++++ DATOS DE ENTRADA

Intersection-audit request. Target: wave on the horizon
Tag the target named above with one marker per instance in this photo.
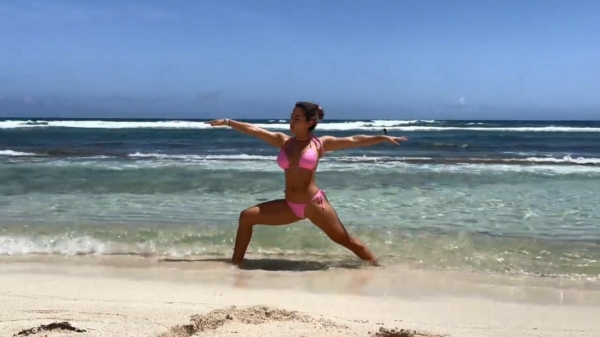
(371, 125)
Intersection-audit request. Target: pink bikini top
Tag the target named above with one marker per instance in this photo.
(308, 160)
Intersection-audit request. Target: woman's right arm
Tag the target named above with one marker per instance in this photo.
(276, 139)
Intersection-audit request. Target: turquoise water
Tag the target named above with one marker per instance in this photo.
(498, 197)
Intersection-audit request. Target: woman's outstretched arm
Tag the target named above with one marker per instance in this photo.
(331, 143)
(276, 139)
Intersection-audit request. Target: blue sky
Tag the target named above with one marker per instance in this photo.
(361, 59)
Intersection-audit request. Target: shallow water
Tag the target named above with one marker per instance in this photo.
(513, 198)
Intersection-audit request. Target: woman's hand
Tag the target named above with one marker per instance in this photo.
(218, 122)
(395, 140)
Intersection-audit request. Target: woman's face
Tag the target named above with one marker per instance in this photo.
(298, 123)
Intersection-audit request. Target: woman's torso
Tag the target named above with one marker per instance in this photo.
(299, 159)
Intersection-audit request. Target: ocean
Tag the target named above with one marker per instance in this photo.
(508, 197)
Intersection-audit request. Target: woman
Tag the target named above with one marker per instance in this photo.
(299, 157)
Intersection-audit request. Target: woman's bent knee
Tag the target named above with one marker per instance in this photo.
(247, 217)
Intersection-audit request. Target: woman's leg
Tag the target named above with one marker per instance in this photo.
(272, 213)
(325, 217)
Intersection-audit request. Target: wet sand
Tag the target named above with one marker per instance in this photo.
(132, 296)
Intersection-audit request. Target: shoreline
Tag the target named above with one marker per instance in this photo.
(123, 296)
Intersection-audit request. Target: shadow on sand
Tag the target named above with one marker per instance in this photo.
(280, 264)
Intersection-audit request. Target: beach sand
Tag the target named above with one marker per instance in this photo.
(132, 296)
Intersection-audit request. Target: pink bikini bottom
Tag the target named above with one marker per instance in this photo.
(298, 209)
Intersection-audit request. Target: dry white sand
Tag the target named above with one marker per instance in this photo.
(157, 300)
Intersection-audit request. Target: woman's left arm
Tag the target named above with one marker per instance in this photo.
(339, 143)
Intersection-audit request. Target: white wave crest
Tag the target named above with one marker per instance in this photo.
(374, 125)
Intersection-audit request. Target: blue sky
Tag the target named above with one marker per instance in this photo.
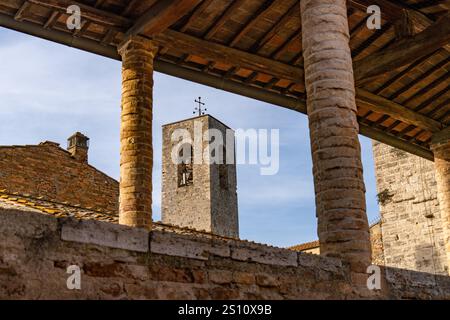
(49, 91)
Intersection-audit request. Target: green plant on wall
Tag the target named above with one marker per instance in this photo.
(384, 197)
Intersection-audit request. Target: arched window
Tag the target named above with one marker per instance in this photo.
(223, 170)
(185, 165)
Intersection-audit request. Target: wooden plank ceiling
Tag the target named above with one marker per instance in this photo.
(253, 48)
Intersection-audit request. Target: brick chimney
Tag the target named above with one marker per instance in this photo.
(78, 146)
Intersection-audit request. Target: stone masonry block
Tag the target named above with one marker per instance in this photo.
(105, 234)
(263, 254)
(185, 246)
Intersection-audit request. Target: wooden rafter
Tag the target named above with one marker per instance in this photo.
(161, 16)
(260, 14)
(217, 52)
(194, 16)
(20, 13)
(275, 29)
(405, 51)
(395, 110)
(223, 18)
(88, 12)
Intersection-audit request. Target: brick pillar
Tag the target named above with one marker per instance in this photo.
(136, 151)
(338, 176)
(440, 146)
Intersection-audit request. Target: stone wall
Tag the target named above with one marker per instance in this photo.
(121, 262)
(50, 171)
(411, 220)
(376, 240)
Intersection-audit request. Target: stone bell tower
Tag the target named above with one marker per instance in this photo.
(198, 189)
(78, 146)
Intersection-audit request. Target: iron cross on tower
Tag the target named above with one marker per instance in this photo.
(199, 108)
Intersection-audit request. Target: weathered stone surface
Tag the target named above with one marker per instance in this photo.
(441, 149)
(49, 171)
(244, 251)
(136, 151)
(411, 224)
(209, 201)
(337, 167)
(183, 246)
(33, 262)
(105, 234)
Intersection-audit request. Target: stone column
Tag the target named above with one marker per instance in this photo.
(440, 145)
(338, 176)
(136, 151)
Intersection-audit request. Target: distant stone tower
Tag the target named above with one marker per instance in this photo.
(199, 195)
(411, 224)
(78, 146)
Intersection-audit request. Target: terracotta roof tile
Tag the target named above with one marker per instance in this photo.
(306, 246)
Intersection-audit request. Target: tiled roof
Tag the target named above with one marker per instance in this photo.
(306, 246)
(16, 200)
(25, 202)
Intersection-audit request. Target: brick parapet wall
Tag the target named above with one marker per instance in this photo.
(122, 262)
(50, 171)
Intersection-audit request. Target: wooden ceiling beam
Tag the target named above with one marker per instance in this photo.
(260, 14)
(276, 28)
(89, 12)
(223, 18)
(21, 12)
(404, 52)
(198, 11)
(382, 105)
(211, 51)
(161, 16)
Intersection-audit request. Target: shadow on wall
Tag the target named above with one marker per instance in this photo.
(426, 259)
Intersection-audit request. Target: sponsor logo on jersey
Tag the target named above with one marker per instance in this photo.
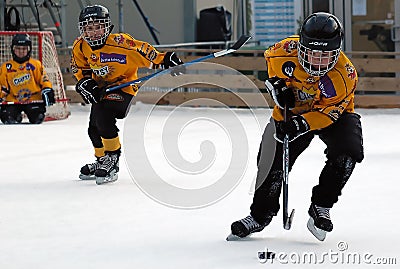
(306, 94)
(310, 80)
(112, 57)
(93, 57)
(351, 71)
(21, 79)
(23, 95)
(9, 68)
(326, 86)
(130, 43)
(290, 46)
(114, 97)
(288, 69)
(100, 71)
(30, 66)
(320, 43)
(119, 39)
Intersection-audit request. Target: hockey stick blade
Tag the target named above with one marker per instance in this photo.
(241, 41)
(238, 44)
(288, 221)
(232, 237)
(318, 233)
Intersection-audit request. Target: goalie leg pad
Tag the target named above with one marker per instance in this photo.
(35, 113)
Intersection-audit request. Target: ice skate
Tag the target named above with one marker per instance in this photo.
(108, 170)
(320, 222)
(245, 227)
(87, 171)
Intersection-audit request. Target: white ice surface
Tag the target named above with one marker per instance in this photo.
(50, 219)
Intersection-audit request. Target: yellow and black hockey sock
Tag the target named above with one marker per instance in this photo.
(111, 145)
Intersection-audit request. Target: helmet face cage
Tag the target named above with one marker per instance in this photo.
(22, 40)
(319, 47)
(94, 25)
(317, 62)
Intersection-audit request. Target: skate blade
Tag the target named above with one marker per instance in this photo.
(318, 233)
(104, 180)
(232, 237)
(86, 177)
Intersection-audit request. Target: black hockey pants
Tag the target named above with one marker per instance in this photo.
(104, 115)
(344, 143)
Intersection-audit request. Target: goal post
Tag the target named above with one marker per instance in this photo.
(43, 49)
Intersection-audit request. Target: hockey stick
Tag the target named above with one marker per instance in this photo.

++++++++

__INSTRUCCIONES A SEGUIR__. Pasa a una lista JSON de cadenas las líneas que van desde la que contiene "Intersection-audit request. Target: goal post" hasta el final de las entradas, ambos extremos incluidos. Pon una cadena por cada línea y omite las líneas en blanco.

__RESULTADO ESPERADO__.
[
  "Intersection-audit request. Target: goal post",
  "Tag the target named above with one marker per instance in this photo.",
  "(43, 49)",
  "Intersection-audit request. Target: hockey stick",
  "Tag the target named above with one marker per instance in this photo."
]